> [What you need to do] From the line that contains "of the power" through the last line of the data, copy everything exactly and nothing else, omitting the pictures.

> [Exercise material]
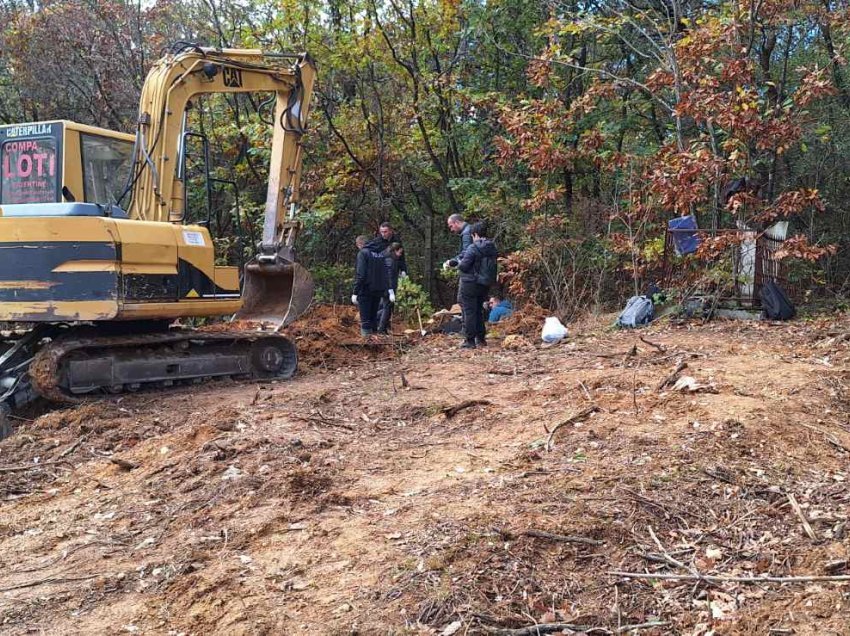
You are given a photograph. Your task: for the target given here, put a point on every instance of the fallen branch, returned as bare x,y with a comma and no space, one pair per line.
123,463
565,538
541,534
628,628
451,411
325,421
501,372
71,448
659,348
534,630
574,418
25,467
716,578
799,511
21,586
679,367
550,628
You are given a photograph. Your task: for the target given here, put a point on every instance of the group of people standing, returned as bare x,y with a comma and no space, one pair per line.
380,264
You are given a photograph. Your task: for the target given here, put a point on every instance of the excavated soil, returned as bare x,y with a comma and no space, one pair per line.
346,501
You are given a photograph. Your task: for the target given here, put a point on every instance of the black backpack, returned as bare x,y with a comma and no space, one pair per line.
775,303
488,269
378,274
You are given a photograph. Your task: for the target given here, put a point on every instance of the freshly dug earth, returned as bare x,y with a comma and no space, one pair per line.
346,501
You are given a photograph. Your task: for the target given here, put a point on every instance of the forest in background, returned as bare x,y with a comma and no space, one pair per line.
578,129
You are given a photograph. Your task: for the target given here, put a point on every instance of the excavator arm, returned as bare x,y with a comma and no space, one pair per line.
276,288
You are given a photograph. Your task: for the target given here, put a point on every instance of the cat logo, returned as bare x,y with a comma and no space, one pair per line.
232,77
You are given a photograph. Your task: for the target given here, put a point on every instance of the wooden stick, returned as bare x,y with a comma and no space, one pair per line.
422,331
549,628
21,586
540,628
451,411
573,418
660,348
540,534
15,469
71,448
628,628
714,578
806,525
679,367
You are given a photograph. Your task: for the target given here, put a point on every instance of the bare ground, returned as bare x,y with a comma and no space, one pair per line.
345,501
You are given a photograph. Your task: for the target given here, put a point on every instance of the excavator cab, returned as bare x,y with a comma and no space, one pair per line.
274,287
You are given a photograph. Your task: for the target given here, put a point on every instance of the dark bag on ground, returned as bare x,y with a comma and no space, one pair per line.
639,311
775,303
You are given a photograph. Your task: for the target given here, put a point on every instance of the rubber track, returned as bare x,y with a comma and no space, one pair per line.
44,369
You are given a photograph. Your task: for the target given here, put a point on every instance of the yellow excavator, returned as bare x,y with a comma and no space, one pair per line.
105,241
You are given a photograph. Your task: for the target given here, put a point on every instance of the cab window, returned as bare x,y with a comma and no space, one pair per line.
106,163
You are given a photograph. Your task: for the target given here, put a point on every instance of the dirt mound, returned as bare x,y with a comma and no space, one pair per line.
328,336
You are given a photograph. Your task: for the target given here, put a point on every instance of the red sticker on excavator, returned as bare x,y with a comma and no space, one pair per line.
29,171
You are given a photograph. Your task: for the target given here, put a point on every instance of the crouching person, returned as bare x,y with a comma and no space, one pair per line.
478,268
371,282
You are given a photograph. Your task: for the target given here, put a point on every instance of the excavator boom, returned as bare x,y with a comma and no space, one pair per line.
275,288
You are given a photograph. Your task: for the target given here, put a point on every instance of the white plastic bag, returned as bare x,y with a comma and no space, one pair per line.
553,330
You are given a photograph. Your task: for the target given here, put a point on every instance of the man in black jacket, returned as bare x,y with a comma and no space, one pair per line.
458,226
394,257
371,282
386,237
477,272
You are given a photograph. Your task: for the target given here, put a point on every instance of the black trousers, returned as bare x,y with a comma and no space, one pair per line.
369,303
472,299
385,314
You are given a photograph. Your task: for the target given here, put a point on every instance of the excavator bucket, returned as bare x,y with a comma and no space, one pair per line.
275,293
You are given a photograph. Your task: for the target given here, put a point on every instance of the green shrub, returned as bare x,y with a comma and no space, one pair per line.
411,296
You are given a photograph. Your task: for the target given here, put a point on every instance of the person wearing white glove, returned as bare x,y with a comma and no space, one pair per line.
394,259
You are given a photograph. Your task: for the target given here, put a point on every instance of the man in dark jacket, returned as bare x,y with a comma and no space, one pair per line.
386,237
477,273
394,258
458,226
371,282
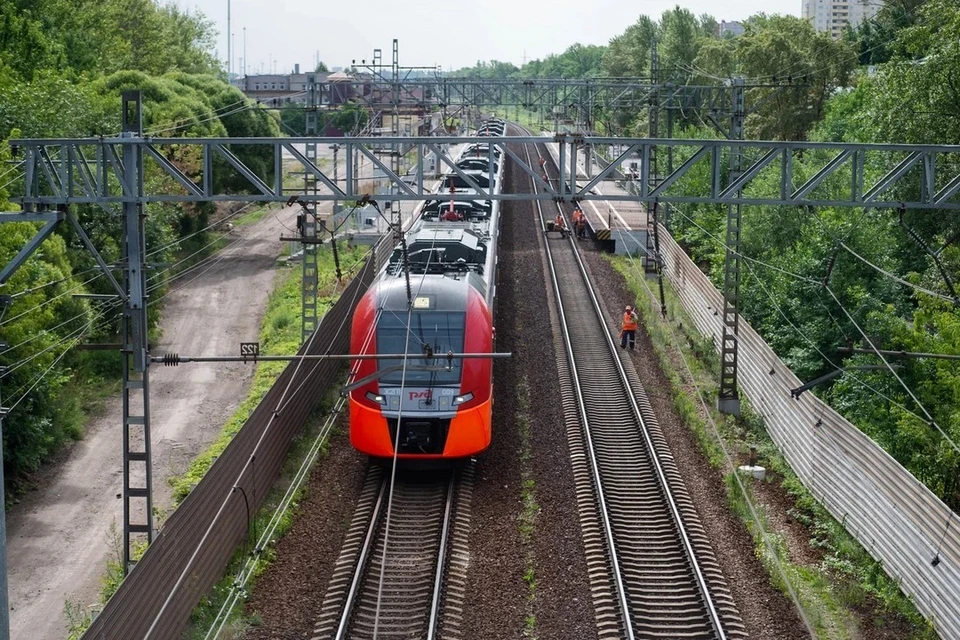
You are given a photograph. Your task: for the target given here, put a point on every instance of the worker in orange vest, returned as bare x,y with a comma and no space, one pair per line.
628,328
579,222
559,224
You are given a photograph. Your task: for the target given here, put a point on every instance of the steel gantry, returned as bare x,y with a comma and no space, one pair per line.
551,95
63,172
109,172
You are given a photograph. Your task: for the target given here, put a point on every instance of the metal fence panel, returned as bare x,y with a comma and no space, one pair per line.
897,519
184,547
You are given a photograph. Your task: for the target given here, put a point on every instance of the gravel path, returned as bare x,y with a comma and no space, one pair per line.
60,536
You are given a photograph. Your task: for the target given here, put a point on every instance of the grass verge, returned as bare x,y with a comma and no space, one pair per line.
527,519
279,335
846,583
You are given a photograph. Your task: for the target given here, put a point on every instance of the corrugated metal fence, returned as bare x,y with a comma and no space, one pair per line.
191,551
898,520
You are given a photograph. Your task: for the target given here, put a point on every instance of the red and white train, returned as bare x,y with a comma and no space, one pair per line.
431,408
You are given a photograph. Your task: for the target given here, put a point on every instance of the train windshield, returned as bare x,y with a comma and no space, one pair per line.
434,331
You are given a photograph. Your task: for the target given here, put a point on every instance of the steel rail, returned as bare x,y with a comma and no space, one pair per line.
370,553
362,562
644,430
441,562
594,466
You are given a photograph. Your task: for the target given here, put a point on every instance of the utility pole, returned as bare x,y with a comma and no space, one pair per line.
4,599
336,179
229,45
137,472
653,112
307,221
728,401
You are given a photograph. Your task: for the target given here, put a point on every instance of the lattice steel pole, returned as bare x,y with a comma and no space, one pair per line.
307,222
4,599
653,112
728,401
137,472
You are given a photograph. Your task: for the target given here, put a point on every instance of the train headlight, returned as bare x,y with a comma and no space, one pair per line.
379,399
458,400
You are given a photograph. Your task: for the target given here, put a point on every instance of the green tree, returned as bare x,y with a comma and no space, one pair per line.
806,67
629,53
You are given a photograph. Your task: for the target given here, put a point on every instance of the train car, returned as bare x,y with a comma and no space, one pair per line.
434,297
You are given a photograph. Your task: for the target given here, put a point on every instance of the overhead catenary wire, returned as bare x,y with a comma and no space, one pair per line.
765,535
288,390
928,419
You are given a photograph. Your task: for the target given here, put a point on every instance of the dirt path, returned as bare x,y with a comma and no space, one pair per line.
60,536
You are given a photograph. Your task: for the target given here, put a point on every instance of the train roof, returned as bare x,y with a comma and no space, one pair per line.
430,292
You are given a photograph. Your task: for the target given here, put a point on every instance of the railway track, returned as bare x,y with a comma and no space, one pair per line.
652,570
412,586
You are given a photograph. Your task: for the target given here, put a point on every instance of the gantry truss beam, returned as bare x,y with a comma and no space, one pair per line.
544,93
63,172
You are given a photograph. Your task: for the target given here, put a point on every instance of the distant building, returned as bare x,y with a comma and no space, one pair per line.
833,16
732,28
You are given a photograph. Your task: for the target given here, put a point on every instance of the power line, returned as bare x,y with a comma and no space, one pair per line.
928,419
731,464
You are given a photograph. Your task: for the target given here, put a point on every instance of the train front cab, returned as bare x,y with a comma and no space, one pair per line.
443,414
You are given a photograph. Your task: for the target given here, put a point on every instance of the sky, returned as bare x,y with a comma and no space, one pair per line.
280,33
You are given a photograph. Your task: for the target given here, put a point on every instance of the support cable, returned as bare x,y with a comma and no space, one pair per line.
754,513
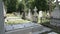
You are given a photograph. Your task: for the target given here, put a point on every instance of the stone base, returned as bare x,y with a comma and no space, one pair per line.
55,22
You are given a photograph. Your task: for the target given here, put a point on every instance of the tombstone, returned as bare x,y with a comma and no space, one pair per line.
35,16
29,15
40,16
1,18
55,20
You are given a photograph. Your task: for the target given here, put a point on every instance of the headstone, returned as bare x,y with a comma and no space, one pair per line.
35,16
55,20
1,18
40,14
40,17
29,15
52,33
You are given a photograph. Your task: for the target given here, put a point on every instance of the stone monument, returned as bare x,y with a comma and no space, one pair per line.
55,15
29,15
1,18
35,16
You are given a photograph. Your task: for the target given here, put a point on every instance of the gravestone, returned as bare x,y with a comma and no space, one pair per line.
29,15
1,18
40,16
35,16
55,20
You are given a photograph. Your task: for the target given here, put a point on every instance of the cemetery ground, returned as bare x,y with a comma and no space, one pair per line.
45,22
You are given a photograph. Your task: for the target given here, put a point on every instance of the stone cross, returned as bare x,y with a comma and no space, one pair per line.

> [Solution below]
You are given a photograph. Your task: for the target given here, put a point on every instance of the power line, returned as bare x,y with a comma and no space, one pair per line.
928,419
731,464
You are given a photograph. Your task: for the target given here, put a point on every instance of the train front cab, returned as bare x,y with a comma and no space, one pair per line.
443,414
You are given a photograph. Your task: for the target given here, put a point on every instance of the sky, returned as bare x,y with a comma and no space, one pair per line.
280,33
You are given a photograph. Your task: for the target given here, put a point on every instance of the support cable, returned as bare x,y with a comma and no space, one pair per line.
754,513
You are given a photograph. Your task: for the target given here, put a point on every instance of the stone base, returned as bare x,y with a comma and no space, one pair per line.
55,22
You are given a photograph. Your task: for the target given here, put a point on every instance of the tombstone, returned as bare x,y with a comma and no space, one pair per line.
35,16
29,15
40,16
1,18
55,20
You are given a photograph. Your task: for the target given here, put a point on every instance of the headstone, returned as bare x,y with a comma and no space, one pair per line.
35,16
55,20
1,18
40,14
40,17
29,15
52,33
You are given a photograph. Your task: for the target given here, put a point on every instance of the stone monument, returned as bare x,y with a comma and no space, one pair per line.
55,15
29,15
1,18
35,16
You are given a photograph. Your task: for the target given here, put a point on every instance of the gravestone, returned as bare x,y with a comma and no space, one pair per line.
29,15
1,18
40,16
35,16
55,20
You are given a photograph. Your task: for the target given here, put a point on every instance of the cemetery ground, returned as bare x,y with a comma and no space, one pair per line.
45,22
You are given a photograph. Your task: for the target given here, put a point on every instance of the stone cross, returned as bare x,y with a comma and no space, one pair per line.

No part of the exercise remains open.